Training and development

Your training and development will most likely be handled by your employer. Those working for the NHS will have easier access to radiology training schemes, though those working for private employers may have more money available for more expensive training courses.

After completing your foundation training programme, you can be awarded the Foundation Programme Certificate of Completion (FPCC). With the FPCC, you can apply for registration as a doctor with the GMC.

Work experience is highly recommended for this and other medical roles.

Registration with professional organisations is a good way to gain access to more training courses. Organisations such as the Royal College of Radiologists (RCR), British Society of Interventional Radiology (BSIR), the GMC or the British Institute of Radiology (BIR) are essential for aspiring radiologists as they offer a range of different training programmes, lectures and assistance with continuing professional developments (CPD).

A CPD is a professional requirement in this role. Those who register with the GMC and wish to remain a part of it, must complete one every year.

Your other training choices will be down to you. You may decide to carry out a radiology speciality training programme, which will help you specialise in specific radiology areas. Training usually takes five years and has the option for a sixth for those who wish to specialise in interventional radiology.

(Task instructions)
Decide whether each statement below agrees with the text on radiology training and development. Answer yes or no for each, and quote the words of the text that decide it.
(a) Radiology speciality training usually lasts five years.
(b) Doctors registered with the GMC must complete a CPD once every five years.
(c) People working for private employers may have more money for more expensive training courses.

(Given entries)
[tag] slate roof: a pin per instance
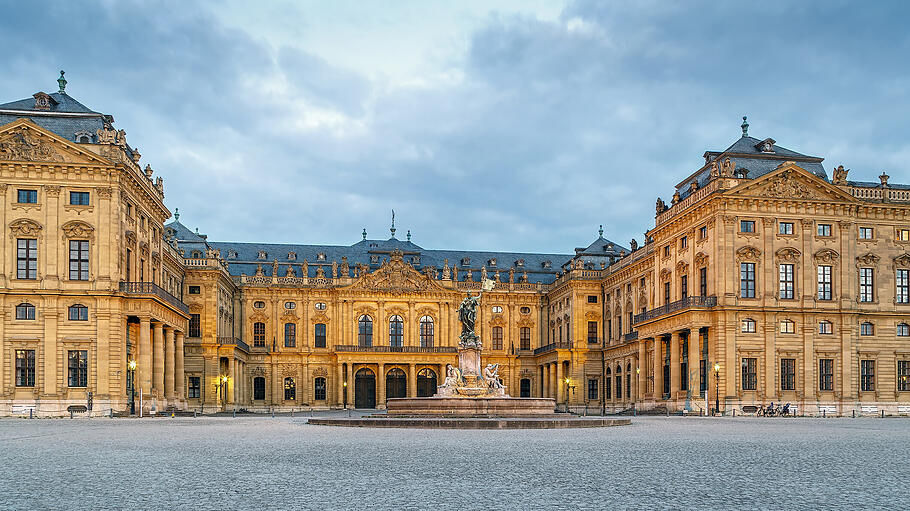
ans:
(243, 258)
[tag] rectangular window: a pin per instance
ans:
(79, 198)
(27, 259)
(786, 282)
(78, 368)
(319, 340)
(25, 368)
(78, 260)
(750, 373)
(824, 282)
(290, 335)
(27, 197)
(788, 374)
(902, 280)
(865, 285)
(524, 338)
(592, 332)
(747, 280)
(903, 375)
(826, 374)
(195, 326)
(192, 390)
(867, 375)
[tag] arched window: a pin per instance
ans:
(497, 338)
(426, 332)
(25, 311)
(365, 331)
(290, 335)
(78, 312)
(319, 389)
(258, 388)
(259, 334)
(396, 330)
(290, 389)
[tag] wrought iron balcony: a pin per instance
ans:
(689, 302)
(149, 288)
(395, 349)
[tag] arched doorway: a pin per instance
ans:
(426, 383)
(396, 383)
(365, 389)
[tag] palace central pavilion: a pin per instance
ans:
(763, 279)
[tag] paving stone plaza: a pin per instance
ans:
(283, 463)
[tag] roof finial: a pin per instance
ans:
(393, 224)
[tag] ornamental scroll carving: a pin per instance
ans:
(24, 227)
(23, 145)
(77, 229)
(826, 256)
(788, 254)
(748, 253)
(397, 277)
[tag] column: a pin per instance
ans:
(642, 369)
(169, 364)
(179, 378)
(144, 367)
(694, 358)
(658, 369)
(674, 365)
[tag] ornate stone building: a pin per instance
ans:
(794, 286)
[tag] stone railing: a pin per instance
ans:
(148, 288)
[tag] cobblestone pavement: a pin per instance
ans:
(283, 463)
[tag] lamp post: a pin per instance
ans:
(132, 374)
(716, 387)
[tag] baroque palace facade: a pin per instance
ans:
(762, 280)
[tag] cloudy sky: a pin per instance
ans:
(512, 125)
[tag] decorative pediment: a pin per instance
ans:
(748, 253)
(77, 229)
(24, 227)
(396, 277)
(22, 140)
(826, 256)
(788, 254)
(869, 259)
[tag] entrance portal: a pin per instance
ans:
(364, 389)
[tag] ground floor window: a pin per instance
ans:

(Exercise output)
(a) Yes: "Training usually takes five years"
(b) No: "must complete one every year"
(c) Yes: "those working for private employers may have more money available for more expensive training courses"